▸ **ABOUT THIS TASK**:
With the pictures left out, retype exactly the lines below starting at the line that contains "Target: white patch on fluke" and ending at the line that contains "Target: cat's paw".

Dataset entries
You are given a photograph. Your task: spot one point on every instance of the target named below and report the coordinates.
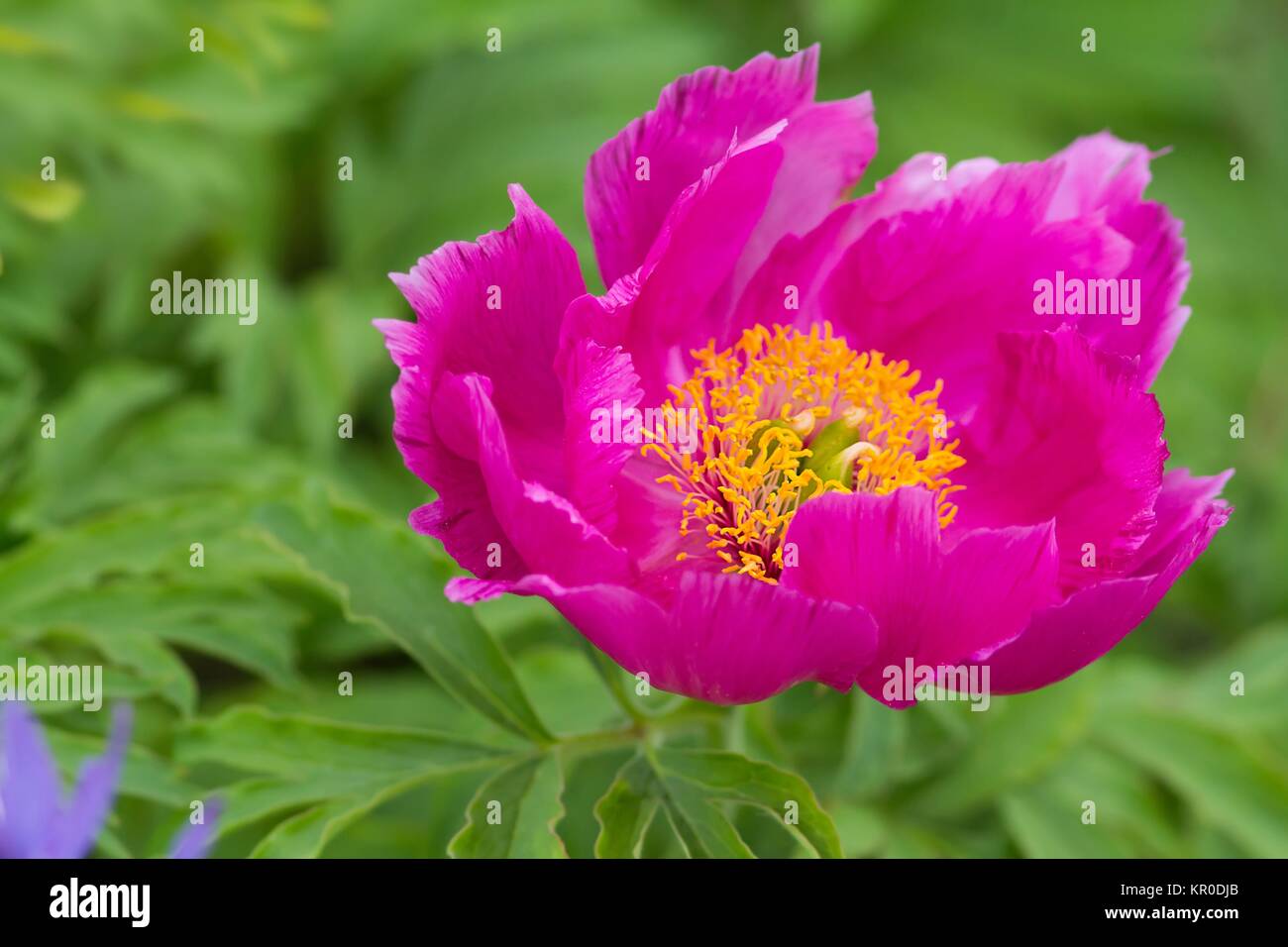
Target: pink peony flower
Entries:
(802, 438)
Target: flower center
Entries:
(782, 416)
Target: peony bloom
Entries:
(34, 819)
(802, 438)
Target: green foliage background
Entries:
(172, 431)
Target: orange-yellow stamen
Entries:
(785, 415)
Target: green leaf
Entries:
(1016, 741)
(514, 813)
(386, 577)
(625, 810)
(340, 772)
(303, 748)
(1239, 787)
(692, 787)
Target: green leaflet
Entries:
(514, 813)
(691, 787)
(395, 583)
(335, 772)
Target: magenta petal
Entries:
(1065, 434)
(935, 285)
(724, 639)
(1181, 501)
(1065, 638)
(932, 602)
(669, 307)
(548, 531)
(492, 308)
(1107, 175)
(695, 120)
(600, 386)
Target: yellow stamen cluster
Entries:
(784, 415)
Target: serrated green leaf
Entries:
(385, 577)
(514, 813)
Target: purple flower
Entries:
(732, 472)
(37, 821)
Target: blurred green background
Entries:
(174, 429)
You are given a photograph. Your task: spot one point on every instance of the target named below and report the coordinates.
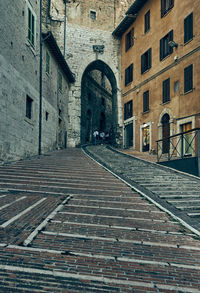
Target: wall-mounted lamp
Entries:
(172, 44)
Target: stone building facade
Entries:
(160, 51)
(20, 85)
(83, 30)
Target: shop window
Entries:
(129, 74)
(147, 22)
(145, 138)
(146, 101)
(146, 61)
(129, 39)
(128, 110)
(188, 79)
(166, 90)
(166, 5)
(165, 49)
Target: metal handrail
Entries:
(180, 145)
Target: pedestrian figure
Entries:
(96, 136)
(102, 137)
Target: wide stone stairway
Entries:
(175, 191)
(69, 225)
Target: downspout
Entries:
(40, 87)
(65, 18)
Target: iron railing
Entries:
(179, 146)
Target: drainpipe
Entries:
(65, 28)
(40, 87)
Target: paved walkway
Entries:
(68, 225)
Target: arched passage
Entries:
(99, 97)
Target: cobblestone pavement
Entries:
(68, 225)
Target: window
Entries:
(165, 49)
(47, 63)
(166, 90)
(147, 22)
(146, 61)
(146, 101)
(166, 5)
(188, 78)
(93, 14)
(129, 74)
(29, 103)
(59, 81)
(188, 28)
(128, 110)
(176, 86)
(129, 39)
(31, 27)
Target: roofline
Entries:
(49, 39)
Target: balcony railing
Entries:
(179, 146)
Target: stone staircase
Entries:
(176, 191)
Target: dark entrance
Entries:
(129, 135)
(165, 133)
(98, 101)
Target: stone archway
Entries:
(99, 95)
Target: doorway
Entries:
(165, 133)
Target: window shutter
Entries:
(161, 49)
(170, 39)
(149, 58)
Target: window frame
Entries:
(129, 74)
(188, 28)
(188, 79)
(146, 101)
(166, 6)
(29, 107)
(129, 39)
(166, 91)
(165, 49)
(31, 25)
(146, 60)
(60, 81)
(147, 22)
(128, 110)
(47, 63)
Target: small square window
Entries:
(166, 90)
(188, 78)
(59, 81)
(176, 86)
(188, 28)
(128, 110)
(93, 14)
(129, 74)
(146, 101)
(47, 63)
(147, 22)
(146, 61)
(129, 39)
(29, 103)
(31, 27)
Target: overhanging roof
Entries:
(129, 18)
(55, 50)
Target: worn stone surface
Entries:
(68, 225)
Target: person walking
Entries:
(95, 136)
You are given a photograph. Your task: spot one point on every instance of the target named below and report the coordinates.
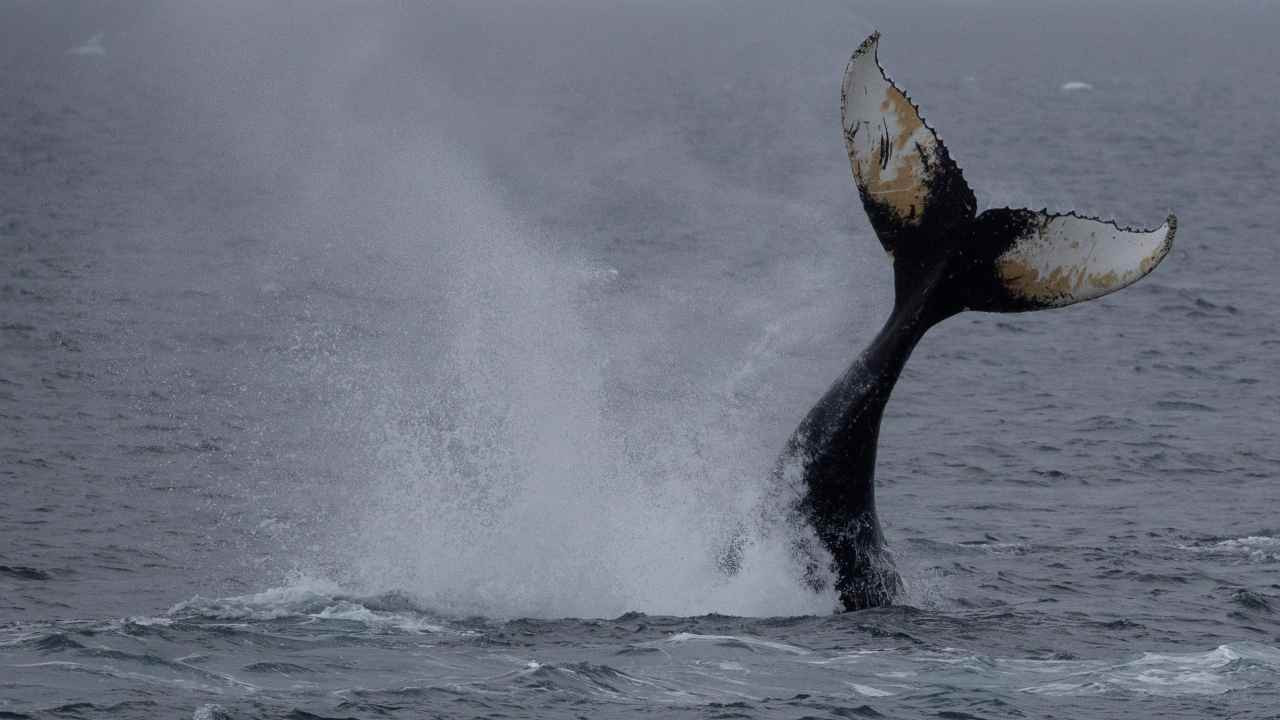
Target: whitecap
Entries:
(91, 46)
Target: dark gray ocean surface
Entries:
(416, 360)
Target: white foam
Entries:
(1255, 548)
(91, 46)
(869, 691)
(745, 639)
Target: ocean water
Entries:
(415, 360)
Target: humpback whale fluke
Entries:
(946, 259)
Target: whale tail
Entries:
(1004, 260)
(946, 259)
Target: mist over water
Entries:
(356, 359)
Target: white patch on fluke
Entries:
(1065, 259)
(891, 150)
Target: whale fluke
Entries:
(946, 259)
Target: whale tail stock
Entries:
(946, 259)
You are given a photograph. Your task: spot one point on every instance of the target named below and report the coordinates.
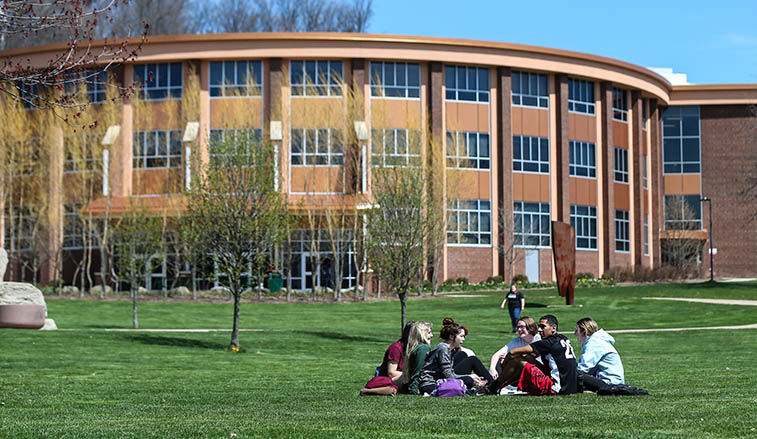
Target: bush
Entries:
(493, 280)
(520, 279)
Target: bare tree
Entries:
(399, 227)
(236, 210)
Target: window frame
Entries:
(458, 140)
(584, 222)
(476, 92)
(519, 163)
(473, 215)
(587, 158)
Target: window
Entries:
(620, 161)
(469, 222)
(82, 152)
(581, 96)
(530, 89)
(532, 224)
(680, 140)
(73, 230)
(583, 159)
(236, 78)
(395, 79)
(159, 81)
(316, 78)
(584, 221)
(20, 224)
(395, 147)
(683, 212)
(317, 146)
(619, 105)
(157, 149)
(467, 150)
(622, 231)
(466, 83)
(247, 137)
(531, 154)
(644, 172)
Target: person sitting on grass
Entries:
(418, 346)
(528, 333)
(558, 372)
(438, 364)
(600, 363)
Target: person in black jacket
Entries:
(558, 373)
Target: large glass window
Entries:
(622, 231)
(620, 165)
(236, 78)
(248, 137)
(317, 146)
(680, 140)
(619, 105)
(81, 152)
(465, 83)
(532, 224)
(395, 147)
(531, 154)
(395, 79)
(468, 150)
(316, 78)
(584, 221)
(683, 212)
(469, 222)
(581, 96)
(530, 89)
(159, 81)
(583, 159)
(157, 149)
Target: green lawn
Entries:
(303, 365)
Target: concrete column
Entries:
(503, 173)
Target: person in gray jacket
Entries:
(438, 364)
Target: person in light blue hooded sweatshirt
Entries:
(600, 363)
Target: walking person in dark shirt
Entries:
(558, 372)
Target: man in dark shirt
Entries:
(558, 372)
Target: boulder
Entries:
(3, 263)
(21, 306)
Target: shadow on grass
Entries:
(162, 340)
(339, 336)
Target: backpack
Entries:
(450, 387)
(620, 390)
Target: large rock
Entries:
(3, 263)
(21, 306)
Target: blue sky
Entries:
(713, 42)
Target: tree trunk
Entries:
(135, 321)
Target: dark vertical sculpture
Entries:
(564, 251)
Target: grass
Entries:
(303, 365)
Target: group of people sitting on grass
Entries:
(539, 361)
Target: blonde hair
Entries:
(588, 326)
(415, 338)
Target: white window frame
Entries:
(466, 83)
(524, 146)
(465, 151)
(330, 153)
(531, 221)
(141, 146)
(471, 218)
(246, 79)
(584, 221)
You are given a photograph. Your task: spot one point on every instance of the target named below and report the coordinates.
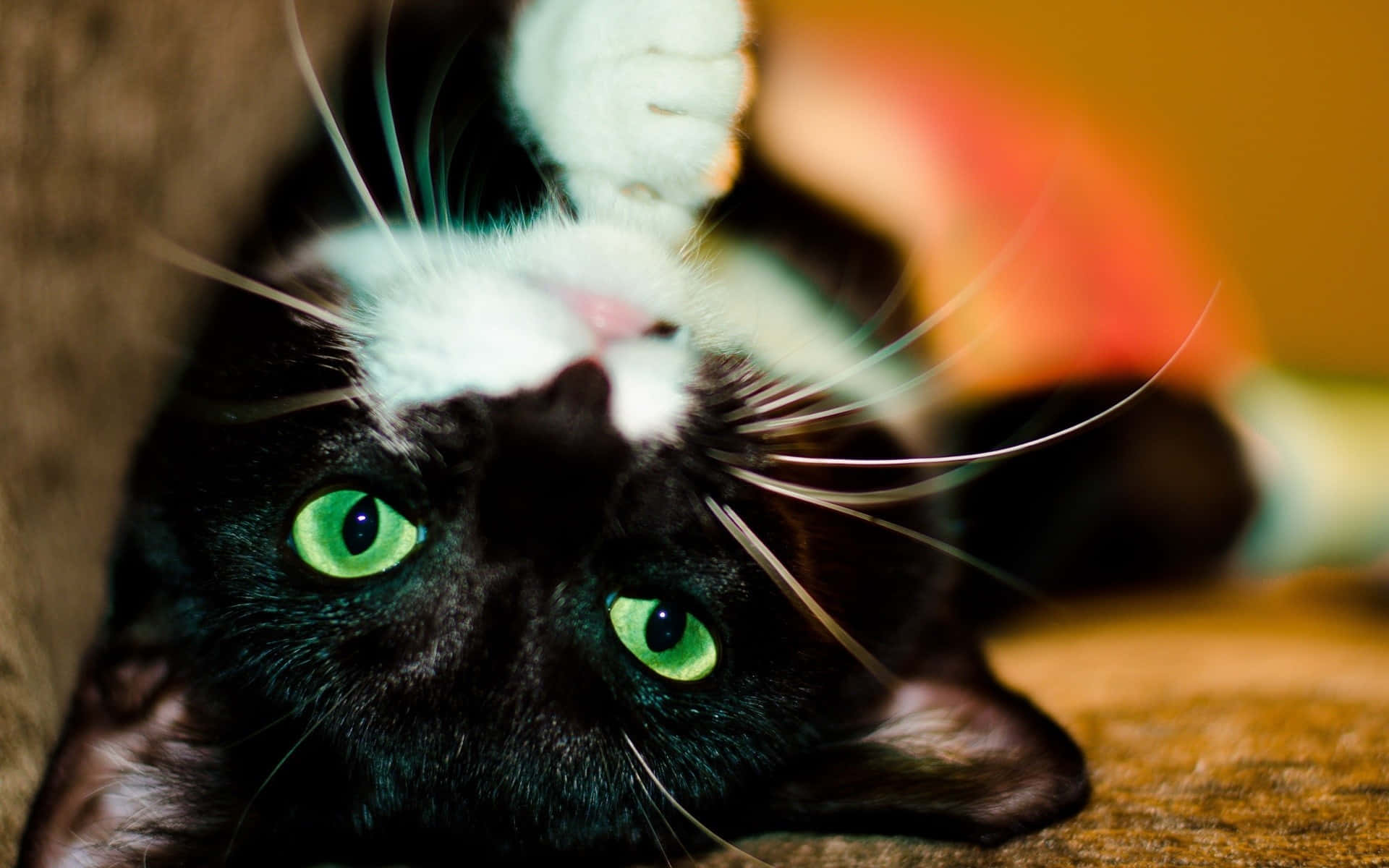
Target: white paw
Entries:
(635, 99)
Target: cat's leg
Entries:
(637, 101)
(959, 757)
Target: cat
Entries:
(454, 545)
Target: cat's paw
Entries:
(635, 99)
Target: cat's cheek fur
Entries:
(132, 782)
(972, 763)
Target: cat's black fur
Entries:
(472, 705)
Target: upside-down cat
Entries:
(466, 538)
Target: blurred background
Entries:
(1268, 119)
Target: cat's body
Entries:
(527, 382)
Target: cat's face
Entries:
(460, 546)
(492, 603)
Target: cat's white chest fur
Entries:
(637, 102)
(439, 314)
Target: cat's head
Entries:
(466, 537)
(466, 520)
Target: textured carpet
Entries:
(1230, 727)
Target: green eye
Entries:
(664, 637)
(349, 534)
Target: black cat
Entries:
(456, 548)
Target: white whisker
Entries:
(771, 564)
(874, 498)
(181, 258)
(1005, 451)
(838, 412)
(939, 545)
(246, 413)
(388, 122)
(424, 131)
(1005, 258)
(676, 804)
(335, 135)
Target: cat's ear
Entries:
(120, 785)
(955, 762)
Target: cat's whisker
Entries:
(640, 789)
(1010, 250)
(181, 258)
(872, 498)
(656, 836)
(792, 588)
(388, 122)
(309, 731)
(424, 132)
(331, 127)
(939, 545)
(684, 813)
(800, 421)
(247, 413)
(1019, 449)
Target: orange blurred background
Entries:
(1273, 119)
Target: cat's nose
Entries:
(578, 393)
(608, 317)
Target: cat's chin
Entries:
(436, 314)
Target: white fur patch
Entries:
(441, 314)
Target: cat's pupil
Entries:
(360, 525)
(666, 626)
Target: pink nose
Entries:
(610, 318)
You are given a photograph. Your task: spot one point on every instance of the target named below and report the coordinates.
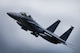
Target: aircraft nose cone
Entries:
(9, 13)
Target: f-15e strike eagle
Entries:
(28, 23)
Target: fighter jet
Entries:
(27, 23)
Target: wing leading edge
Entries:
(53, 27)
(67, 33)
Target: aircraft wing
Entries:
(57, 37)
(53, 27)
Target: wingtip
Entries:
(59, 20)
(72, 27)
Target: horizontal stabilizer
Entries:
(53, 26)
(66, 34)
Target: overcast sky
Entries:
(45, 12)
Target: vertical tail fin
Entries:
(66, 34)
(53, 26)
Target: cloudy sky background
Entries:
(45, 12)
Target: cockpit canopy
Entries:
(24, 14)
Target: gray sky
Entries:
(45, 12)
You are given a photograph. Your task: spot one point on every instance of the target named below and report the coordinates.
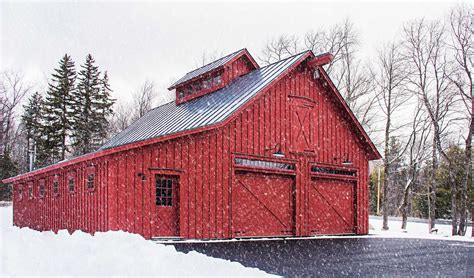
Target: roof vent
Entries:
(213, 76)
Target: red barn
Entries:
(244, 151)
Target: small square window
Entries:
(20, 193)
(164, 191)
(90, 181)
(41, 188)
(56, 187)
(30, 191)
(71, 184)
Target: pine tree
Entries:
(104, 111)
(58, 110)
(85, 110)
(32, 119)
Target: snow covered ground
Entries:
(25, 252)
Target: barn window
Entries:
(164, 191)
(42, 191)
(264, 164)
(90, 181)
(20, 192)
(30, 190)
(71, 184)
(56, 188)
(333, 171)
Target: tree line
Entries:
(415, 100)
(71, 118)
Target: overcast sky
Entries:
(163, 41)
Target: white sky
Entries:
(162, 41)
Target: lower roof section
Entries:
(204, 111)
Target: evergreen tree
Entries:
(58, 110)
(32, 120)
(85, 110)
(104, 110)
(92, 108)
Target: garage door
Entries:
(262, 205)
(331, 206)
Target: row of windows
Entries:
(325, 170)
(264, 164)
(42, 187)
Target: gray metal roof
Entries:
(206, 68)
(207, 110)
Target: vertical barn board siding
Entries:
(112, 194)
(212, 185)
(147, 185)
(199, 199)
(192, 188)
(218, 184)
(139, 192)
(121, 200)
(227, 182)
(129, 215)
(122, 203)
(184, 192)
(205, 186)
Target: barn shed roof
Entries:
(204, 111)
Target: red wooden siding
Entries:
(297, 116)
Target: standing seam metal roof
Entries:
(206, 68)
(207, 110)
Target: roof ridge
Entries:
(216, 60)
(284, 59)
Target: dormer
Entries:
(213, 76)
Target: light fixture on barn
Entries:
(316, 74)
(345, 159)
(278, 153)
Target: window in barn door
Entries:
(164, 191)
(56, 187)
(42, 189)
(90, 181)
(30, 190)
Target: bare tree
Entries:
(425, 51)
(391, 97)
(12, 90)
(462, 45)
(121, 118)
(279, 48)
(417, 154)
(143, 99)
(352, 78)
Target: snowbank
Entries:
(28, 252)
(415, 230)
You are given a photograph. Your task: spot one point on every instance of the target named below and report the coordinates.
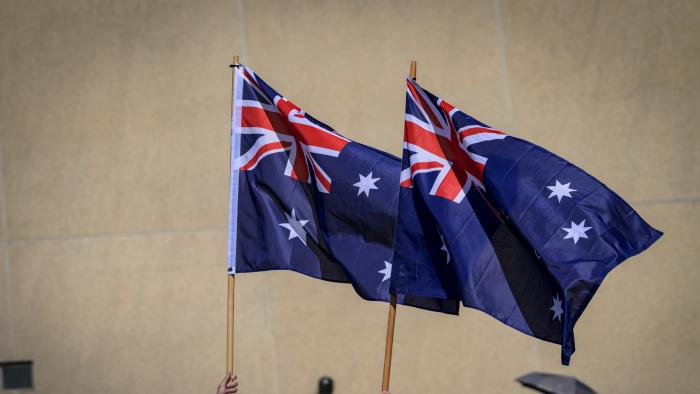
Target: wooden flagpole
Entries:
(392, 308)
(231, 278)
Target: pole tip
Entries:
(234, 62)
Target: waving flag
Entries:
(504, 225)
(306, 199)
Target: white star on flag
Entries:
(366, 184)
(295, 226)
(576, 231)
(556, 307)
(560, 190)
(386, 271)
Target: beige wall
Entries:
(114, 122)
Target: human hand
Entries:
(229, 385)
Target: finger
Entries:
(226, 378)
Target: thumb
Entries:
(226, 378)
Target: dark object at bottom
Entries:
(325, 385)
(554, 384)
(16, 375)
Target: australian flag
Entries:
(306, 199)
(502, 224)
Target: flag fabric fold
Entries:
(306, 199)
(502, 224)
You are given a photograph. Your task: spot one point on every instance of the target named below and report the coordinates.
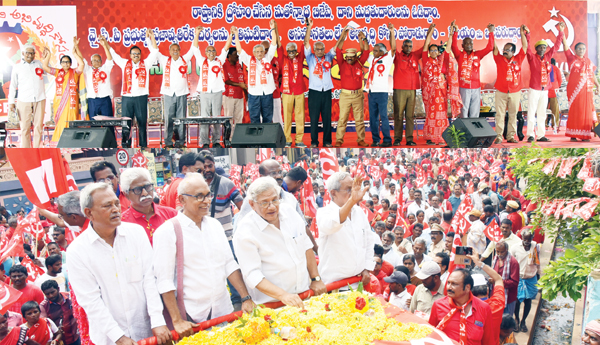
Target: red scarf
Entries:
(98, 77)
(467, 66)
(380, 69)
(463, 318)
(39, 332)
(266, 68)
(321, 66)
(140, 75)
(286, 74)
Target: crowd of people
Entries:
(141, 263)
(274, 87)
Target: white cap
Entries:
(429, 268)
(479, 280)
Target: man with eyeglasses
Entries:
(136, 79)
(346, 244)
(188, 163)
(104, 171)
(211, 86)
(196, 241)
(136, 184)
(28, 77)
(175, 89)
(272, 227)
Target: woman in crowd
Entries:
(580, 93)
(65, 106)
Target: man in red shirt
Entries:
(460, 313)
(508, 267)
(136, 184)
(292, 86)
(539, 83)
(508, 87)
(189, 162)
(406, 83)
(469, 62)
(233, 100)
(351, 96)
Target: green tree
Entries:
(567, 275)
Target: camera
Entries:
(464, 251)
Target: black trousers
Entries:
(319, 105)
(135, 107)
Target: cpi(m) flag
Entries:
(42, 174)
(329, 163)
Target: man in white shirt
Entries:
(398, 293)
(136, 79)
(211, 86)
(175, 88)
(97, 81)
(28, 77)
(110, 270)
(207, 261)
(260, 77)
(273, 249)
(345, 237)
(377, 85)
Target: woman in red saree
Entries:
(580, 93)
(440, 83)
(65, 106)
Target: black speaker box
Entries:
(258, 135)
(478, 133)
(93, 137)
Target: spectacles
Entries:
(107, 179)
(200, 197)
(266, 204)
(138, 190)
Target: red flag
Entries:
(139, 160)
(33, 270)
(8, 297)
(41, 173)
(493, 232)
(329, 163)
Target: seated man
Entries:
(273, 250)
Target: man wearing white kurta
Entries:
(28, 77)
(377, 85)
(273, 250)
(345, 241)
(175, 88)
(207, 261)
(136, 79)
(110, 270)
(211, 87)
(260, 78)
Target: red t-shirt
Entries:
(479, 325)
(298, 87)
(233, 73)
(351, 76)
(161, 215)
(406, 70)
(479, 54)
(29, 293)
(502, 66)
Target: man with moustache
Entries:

▸ **WRITTEN RESPONSE**:
Target: white patch on fluke
Entries:
(1065, 259)
(891, 150)
Target: whale fluke
Entries:
(946, 259)
Target: whale tail stock
Entries:
(946, 259)
You are given a photograph. Your task: spot one point on every instance of the target named below and report the coordinates.
Target: bush
Entries:
(493, 280)
(520, 279)
Target: bare tree
Entries:
(399, 227)
(236, 210)
Target: window frame
Entries:
(458, 140)
(584, 222)
(476, 92)
(519, 163)
(473, 215)
(587, 158)
Target: window
Entries:
(620, 161)
(469, 222)
(82, 152)
(581, 96)
(530, 89)
(532, 224)
(680, 140)
(73, 230)
(583, 159)
(236, 78)
(395, 79)
(159, 81)
(316, 78)
(584, 221)
(20, 224)
(395, 147)
(683, 212)
(317, 146)
(619, 105)
(157, 149)
(467, 150)
(622, 231)
(466, 83)
(247, 137)
(531, 154)
(644, 172)
Target: person sitting on grass
Entries:
(418, 346)
(528, 333)
(558, 372)
(438, 364)
(600, 363)
Target: person in black jacket
Entries:
(558, 373)
Target: large glass window
Entries:
(622, 231)
(620, 165)
(236, 78)
(248, 137)
(317, 146)
(680, 140)
(619, 105)
(81, 152)
(465, 83)
(532, 224)
(395, 147)
(531, 154)
(395, 79)
(468, 150)
(316, 78)
(584, 221)
(683, 212)
(469, 222)
(581, 96)
(530, 89)
(159, 81)
(583, 159)
(157, 149)
Target: green lawn
Entries:
(303, 365)
Target: concrete column
Entries:
(503, 173)
Target: person in gray jacket
Entries:
(438, 364)
Target: person in light blue hooded sweatshirt
Entries:
(600, 363)
Target: walking person in dark shirt
Entries:
(558, 372)
Target: man in dark shirt
Entries:
(558, 372)
Target: boulder
Entries:
(3, 263)
(21, 306)
Target: shadow on grass
Entries:
(162, 340)
(339, 336)
Target: backpack
Entries:
(450, 387)
(620, 390)
Target: large rock
Entries:
(3, 263)
(21, 306)
Target: blue sky
Entries:
(713, 42)
Target: tree trunk
Entries:
(135, 321)
Target: dark vertical sculpture
Entries:
(564, 251)
Target: grass
Entries:
(303, 365)
Target: group of people sitting on grass
Entries:
(539, 361)
Target: blonde hair
Entries:
(588, 326)
(415, 338)
Target: white window frame
Entries:
(466, 83)
(524, 146)
(465, 151)
(330, 153)
(531, 221)
(141, 146)
(471, 218)
(246, 79)
(584, 221)
You are given a photograph. Your task: spot one point on every instance of the target named below and report the coordinates.
Target: white paw
Entries:
(635, 99)
Target: cat's leg
Entries:
(637, 101)
(959, 757)
Target: cat
Entries:
(454, 545)
Target: cat's paw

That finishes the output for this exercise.